[Position annotation rows]
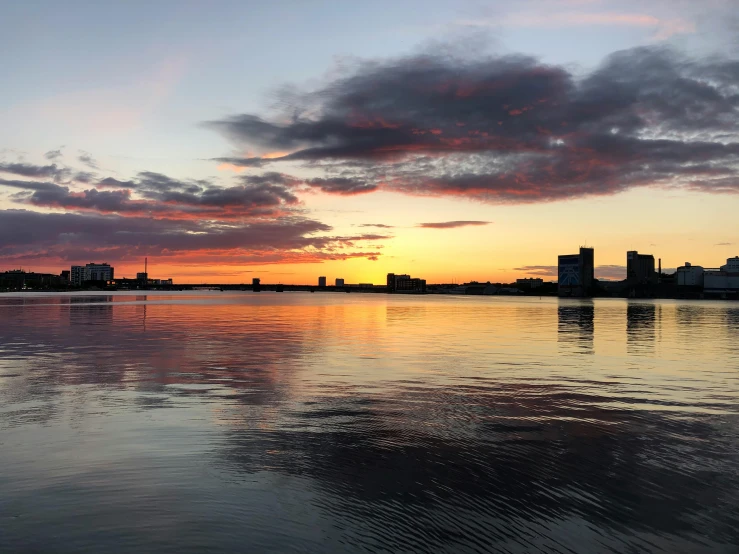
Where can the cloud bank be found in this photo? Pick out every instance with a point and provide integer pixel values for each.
(511, 129)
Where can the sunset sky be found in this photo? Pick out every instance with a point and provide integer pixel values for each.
(285, 140)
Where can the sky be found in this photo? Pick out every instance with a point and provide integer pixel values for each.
(455, 141)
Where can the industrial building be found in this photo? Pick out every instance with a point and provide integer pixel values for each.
(723, 281)
(576, 273)
(17, 279)
(530, 282)
(405, 283)
(90, 272)
(640, 268)
(690, 275)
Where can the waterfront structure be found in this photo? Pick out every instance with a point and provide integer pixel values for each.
(690, 275)
(576, 273)
(530, 282)
(98, 272)
(732, 265)
(18, 279)
(724, 280)
(90, 272)
(405, 283)
(77, 275)
(640, 268)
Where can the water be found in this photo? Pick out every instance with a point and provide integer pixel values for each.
(302, 422)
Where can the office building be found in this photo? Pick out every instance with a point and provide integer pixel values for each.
(98, 272)
(576, 273)
(18, 279)
(640, 268)
(76, 275)
(530, 282)
(405, 283)
(724, 280)
(90, 272)
(690, 275)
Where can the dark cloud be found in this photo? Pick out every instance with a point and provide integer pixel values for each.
(28, 185)
(161, 196)
(84, 177)
(452, 224)
(87, 159)
(28, 235)
(51, 171)
(342, 185)
(513, 129)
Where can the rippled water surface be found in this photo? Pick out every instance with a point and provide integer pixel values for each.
(300, 422)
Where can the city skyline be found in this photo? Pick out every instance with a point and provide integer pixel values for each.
(486, 135)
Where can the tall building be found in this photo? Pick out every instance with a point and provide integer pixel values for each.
(725, 280)
(98, 272)
(640, 268)
(690, 275)
(90, 272)
(576, 273)
(405, 283)
(77, 275)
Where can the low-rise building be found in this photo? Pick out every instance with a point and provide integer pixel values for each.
(690, 275)
(530, 282)
(405, 283)
(90, 272)
(640, 268)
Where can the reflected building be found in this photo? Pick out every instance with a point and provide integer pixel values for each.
(640, 327)
(576, 325)
(576, 273)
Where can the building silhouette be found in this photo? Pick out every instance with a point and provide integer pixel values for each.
(405, 283)
(90, 272)
(640, 268)
(17, 279)
(530, 282)
(576, 273)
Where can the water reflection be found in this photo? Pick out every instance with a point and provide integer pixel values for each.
(331, 424)
(576, 326)
(640, 327)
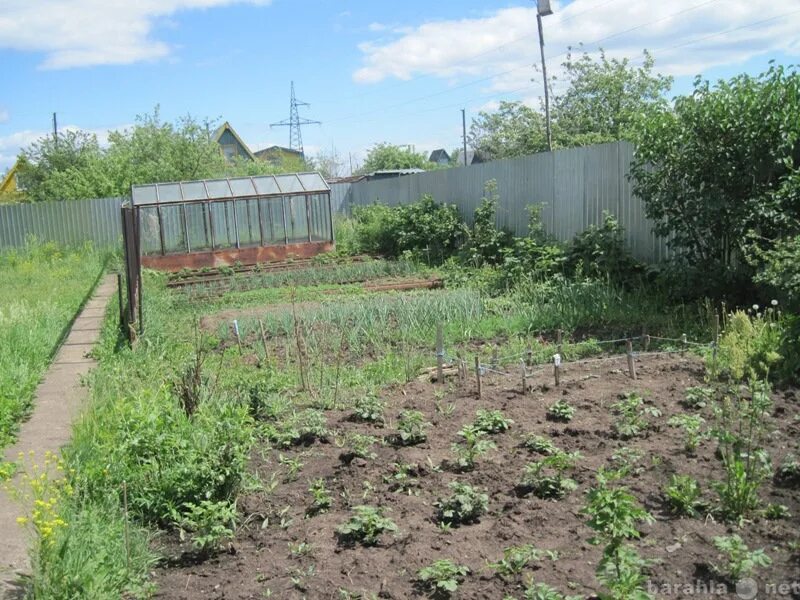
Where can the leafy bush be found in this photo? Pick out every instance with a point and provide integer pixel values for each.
(471, 448)
(491, 421)
(748, 346)
(412, 427)
(369, 408)
(465, 505)
(633, 416)
(561, 410)
(741, 561)
(692, 427)
(540, 444)
(442, 576)
(365, 526)
(546, 477)
(429, 231)
(601, 252)
(208, 522)
(516, 558)
(684, 496)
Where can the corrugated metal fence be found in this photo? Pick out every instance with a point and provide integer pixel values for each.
(574, 187)
(68, 223)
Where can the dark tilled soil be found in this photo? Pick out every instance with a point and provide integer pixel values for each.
(259, 561)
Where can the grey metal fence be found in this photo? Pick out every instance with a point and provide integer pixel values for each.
(574, 187)
(68, 223)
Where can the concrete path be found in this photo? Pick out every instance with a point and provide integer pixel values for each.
(58, 401)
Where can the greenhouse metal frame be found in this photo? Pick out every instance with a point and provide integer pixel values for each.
(219, 222)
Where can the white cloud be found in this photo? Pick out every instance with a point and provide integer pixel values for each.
(79, 33)
(13, 143)
(503, 46)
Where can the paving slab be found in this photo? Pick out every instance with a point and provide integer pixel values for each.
(58, 402)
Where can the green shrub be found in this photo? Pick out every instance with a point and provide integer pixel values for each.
(443, 576)
(465, 505)
(600, 252)
(365, 526)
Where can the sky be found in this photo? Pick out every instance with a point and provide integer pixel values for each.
(372, 70)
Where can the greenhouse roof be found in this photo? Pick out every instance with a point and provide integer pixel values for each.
(222, 189)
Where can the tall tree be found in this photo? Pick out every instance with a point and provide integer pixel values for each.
(385, 156)
(606, 98)
(514, 129)
(720, 172)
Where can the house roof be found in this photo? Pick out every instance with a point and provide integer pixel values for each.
(438, 155)
(281, 149)
(221, 189)
(227, 127)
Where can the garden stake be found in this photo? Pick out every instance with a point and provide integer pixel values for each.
(557, 368)
(236, 333)
(631, 363)
(524, 378)
(264, 340)
(127, 533)
(478, 374)
(439, 354)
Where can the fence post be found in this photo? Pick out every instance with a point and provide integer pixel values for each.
(439, 353)
(478, 375)
(631, 363)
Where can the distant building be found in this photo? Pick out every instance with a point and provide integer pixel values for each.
(232, 145)
(277, 155)
(440, 157)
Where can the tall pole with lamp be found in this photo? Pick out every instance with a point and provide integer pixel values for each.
(542, 10)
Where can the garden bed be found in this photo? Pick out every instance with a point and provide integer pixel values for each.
(282, 549)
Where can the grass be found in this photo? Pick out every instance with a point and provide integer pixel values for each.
(160, 412)
(42, 287)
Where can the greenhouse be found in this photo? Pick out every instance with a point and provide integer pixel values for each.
(246, 220)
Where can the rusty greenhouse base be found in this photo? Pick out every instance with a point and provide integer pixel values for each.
(224, 222)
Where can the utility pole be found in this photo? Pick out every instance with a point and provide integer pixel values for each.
(542, 10)
(464, 132)
(294, 122)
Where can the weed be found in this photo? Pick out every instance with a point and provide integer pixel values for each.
(561, 410)
(412, 427)
(322, 500)
(540, 444)
(546, 478)
(465, 505)
(692, 426)
(614, 514)
(542, 591)
(740, 429)
(698, 397)
(471, 448)
(403, 478)
(775, 512)
(365, 526)
(209, 523)
(358, 445)
(369, 408)
(633, 416)
(684, 496)
(740, 560)
(491, 421)
(443, 576)
(516, 558)
(293, 467)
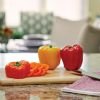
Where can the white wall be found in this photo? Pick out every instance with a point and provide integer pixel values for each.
(1, 5)
(66, 32)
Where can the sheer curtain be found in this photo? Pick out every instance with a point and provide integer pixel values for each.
(69, 9)
(14, 7)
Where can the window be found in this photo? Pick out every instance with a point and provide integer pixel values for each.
(69, 9)
(14, 7)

## Task objective
Turn the rows above into a numbered list with one line per item, skipping blank lines and leaving out the pictures.

## Result
1. Where can the cloud bank be found in this photo? Pick out every instance with a point and provide integer pixel values for each.
2. (511, 129)
3. Where can the sunset sky be found in this photo? Pick out every instance with a point and provide integer pixel values for each.
4. (285, 140)
5. Where can the sky be found in this photo? Pick out every instance with a point and provide integer pixel values for each.
6. (455, 141)
7. Where can the industrial building be found in this photo? Pick out every instance with a point and provide integer pixel values for each.
8. (723, 281)
9. (576, 273)
10. (17, 279)
11. (530, 282)
12. (405, 283)
13. (90, 272)
14. (640, 268)
15. (690, 275)
16. Where can the waterfront structure be found in this photo? Pick out every instance with a point and provide integer pixel values for each.
17. (690, 275)
18. (576, 273)
19. (530, 282)
20. (98, 272)
21. (732, 265)
22. (18, 279)
23. (724, 280)
24. (90, 272)
25. (405, 283)
26. (77, 275)
27. (640, 268)
28. Where can the water be found in this photo? Pick out every instance with a point and provide integer pixel values for each.
29. (302, 422)
30. Where can the office building be found in this photo? Pick out every instance with a point and provide integer pixel values for each.
31. (98, 272)
32. (576, 273)
33. (18, 279)
34. (640, 268)
35. (76, 275)
36. (530, 282)
37. (405, 283)
38. (724, 280)
39. (90, 272)
40. (690, 275)
41. Where can the dark cloud be found in this photo? Pick out every instance with a point and provide integer pixel values for each.
42. (28, 185)
43. (161, 196)
44. (84, 177)
45. (452, 224)
46. (87, 159)
47. (28, 235)
48. (51, 171)
49. (342, 185)
50. (513, 129)
51. Where can the rippled water surface be found in this photo? Pick out every instance with a point and provide integer pixel values for each.
52. (300, 422)
53. Where can the city skyline be found in this photo? Pick out every instance with a point and provide integer pixel values for each.
54. (486, 135)
55. Where can the tall building be found in this photo? Pick out every instance with a point and provide integer pixel values for each.
56. (725, 280)
57. (98, 272)
58. (640, 268)
59. (690, 275)
60. (90, 272)
61. (576, 273)
62. (405, 283)
63. (77, 275)
64. Where can the low-rise building be found in this photo? Pick out every instance with a point and provide integer pixel values for each.
65. (690, 275)
66. (530, 282)
67. (405, 283)
68. (90, 272)
69. (640, 268)
70. Where can the reflected building be found in this photo? Pick out every instance with a point and provide integer pixel values for each.
71. (640, 327)
72. (576, 325)
73. (576, 273)
74. Where can the building silhouette be found in this photo? Pick out every instance with a point and provide integer pixel values for each.
75. (405, 283)
76. (90, 272)
77. (640, 268)
78. (17, 279)
79. (530, 282)
80. (576, 273)
81. Where can the water reflection be found in this photo? Pick out every instance with a point and provide integer pixel values for each.
82. (331, 424)
83. (576, 326)
84. (640, 327)
85. Where can the leafy bush be found in this photo? Pick out every instance with a point and provide integer pixel values for each.
86. (471, 448)
87. (491, 421)
88. (748, 346)
89. (412, 427)
90. (369, 408)
91. (465, 505)
92. (633, 416)
93. (561, 410)
94. (741, 561)
95. (692, 427)
96. (540, 444)
97. (442, 576)
98. (365, 526)
99. (546, 477)
100. (429, 231)
101. (601, 252)
102. (208, 522)
103. (516, 558)
104. (684, 496)
105. Where can the corrugated metal fence be found in this photo? Pick out every instance with a point and provide integer pixel values for each.
106. (574, 187)
107. (68, 223)
108. Where can the dark tilled soil be found in this photo? Pick out every instance with a point and provide integer pixel values for each.
109. (259, 561)
110. Where can the grey metal fence be found in this photo? Pick out every instance with a point and provide integer pixel values for each.
111. (574, 187)
112. (68, 223)
113. Where can the concrete path be found in this photo? Pick out every instance with a point and provide integer pixel values for each.
114. (58, 401)
115. Where can the greenhouse metal frame be found in this photo? Pick out every instance with a point and provide integer pixel values for each.
116. (219, 222)
117. Where can the white cloud be found in this photo? Pick out every instance with a point and provide integer pixel values for each.
118. (79, 33)
119. (13, 143)
120. (503, 46)
121. Where can the paving slab be found in this photo? Pick out every instance with a point and provide integer pixel values for each.
122. (58, 402)
123. Where can the green shrub be found in this photo? Pick out every instance with a point and provide integer pixel values for each.
124. (443, 576)
125. (465, 505)
126. (600, 252)
127. (365, 526)
128. Where can the sky be found in this photo? Pick out every instance with a point and provide integer pixel values for each.
129. (372, 70)
130. Where can the greenhouse roof be found in this photo? Pick out every instance with a point and provide integer pixel values for each.
131. (222, 189)
132. Where can the tall tree be found in this photo? Pick out every instance with a point and provide integer pixel values for each.
133. (385, 156)
134. (606, 98)
135. (514, 129)
136. (720, 172)
137. Where can the house roof be found in this photo? Pick out every instance with a point and provide integer pixel values for each.
138. (438, 155)
139. (281, 149)
140. (221, 189)
141. (227, 127)
142. Where can the garden stake be found in this photo? Pick out every instance with a point and provide integer pixel values for each.
143. (557, 368)
144. (236, 333)
145. (631, 363)
146. (524, 378)
147. (264, 340)
148. (127, 533)
149. (478, 374)
150. (439, 354)
151. Where can the fence post be found in this photo? Pick out every instance with a point and provide integer pixel values for each.
152. (439, 353)
153. (478, 375)
154. (631, 363)
155. Where can the distant building be found in this photo? Pick out every instance with a point and provide integer pixel values for each.
156. (232, 145)
157. (277, 155)
158. (440, 157)
159. Where can the tall pole with lamp be found in this photo? Pick out every instance with a point and provide integer pixel values for each.
160. (542, 10)
161. Where can the garden bed be found in this photo? Pick out every instance with a point and provide integer pixel values for each.
162. (282, 549)
163. Where can the grass be found in this photo? Pick out every instance with a point and provide integer pixel values for each.
164. (160, 412)
165. (42, 287)
166. Where can the greenhouse be found in this photo? Pick out every instance with a point and provide integer pixel values for each.
167. (246, 220)
168. Where can the rusty greenhouse base be found in this photo? Pick out every instance with a point and provide integer pixel values for each.
169. (224, 222)
170. Where can the utility pole be found in this photo? Pick out every instance with a point and provide integer pixel values for each.
171. (542, 10)
172. (464, 132)
173. (294, 122)
174. Where can the weed be found in this photo? Pick out every instance with a point and provide integer pixel values for each.
175. (561, 410)
176. (412, 427)
177. (322, 500)
178. (540, 444)
179. (546, 478)
180. (465, 505)
181. (692, 426)
182. (614, 514)
183. (542, 591)
184. (740, 429)
185. (698, 397)
186. (471, 448)
187. (403, 478)
188. (775, 512)
189. (365, 526)
190. (209, 523)
191. (358, 445)
192. (369, 408)
193. (633, 416)
194. (684, 496)
195. (740, 560)
196. (491, 421)
197. (443, 576)
198. (516, 558)
199. (293, 467)
200. Where can the white wall be found in this photo? Pick out every instance with a point and provide integer pixel values for each.
201. (1, 5)
202. (66, 32)
203. Where can the sheer curtain be found in this photo? Pick out every instance with a point and provide integer pixel values for each.
204. (69, 9)
205. (14, 7)
206. Where can the window be found in this photo? Pick out every instance with a point and provide integer pixel values for each.
207. (69, 9)
208. (14, 7)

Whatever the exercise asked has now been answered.